• **Data provided**:
——————————

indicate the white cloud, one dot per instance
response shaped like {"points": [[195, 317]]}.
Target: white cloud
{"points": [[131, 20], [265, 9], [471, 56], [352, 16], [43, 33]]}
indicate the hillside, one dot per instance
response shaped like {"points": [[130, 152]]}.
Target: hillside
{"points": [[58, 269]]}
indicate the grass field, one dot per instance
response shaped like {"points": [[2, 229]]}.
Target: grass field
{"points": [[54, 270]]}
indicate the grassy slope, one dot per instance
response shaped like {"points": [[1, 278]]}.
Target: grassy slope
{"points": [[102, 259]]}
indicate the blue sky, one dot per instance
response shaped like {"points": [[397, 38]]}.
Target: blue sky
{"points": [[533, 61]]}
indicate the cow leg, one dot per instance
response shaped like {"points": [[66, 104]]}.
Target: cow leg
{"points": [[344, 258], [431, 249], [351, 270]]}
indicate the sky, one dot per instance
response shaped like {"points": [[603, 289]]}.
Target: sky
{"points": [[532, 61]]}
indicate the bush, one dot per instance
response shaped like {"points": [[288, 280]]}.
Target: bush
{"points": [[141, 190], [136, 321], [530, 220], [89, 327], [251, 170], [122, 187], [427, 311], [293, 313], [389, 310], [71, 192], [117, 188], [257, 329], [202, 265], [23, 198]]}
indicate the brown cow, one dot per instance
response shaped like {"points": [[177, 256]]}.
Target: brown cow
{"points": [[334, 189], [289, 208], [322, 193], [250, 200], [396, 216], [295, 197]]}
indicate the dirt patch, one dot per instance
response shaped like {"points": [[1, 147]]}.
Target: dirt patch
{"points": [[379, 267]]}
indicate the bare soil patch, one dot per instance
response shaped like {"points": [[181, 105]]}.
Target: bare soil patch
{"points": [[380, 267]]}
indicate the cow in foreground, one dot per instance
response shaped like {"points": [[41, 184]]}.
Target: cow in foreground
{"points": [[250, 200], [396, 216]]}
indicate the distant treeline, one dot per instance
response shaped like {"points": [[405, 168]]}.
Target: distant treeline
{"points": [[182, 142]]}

——————————

• **What this task involves**: Retype only this range exactly: the first line of the data through the line where "indicate the hillside, one dot per instance" appears.

• **Answer box**:
indicate the white cloud, one dot per instance
response shaped like {"points": [[195, 317]]}.
Target: white cloud
{"points": [[131, 20], [265, 9], [471, 56], [352, 16], [43, 33]]}
indicate the hillside, one dot per instance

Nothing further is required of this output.